# Data provided:
—————

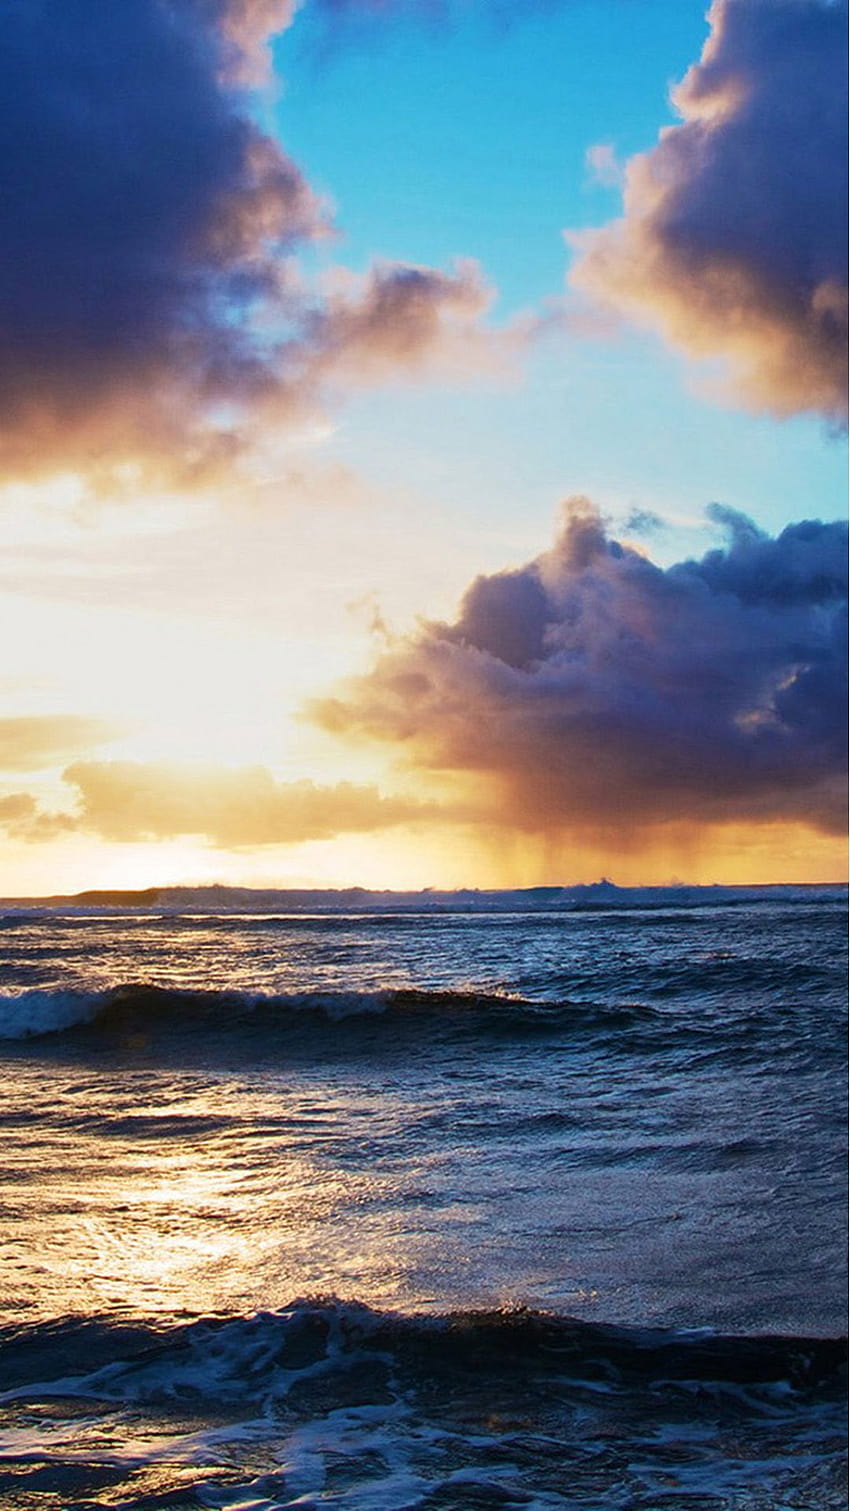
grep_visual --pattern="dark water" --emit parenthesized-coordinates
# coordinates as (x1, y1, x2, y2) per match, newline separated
(0, 889, 846, 1507)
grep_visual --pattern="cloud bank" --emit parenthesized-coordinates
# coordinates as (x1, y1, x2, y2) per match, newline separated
(571, 0, 848, 424)
(0, 763, 440, 849)
(313, 500, 848, 838)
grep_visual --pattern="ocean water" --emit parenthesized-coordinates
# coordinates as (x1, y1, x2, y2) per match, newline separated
(0, 885, 845, 1509)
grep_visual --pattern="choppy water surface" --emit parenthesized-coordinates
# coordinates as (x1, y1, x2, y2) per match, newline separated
(0, 889, 845, 1507)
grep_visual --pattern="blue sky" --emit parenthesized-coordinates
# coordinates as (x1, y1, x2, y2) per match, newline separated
(273, 0, 844, 562)
(277, 1, 707, 300)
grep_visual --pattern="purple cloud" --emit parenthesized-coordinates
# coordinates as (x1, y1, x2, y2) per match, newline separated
(0, 1, 512, 489)
(313, 500, 848, 837)
(571, 0, 848, 424)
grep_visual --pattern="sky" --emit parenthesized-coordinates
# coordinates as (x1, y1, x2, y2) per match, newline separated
(0, 0, 846, 894)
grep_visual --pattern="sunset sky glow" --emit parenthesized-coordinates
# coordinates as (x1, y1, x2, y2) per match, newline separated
(1, 0, 846, 893)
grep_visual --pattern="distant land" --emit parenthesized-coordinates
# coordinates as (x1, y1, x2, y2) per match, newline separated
(1, 881, 846, 914)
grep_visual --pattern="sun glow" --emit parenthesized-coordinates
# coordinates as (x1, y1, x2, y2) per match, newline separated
(0, 0, 844, 898)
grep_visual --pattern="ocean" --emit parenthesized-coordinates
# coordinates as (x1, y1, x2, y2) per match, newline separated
(0, 884, 846, 1509)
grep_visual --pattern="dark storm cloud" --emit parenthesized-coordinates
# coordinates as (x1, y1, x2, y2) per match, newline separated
(0, 0, 326, 483)
(313, 500, 848, 836)
(572, 0, 848, 424)
(0, 0, 511, 487)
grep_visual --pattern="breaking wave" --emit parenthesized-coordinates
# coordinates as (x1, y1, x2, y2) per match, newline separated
(2, 1300, 843, 1414)
(0, 982, 664, 1042)
(0, 1302, 844, 1511)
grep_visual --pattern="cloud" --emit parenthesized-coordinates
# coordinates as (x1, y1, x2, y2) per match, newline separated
(0, 794, 77, 843)
(312, 499, 848, 838)
(298, 260, 514, 384)
(584, 142, 624, 190)
(0, 1, 513, 490)
(570, 0, 848, 424)
(196, 1, 299, 81)
(0, 717, 120, 772)
(56, 762, 440, 847)
(0, 0, 326, 487)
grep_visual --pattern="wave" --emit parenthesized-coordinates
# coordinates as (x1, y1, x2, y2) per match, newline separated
(0, 1303, 844, 1511)
(0, 981, 665, 1042)
(1, 1300, 844, 1406)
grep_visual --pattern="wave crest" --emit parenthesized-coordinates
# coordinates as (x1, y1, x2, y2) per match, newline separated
(0, 982, 656, 1042)
(0, 1301, 844, 1406)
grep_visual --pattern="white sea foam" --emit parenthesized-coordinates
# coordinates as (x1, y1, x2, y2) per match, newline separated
(0, 1306, 844, 1511)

—————

Wherever a line of the records above contains the string "dark", copy that line out.

grep_visual --pattern="dark water" --emit parenthesized-coordinates
grep_visual --pattern="dark storm cloud" --emit parenthesized-coordinates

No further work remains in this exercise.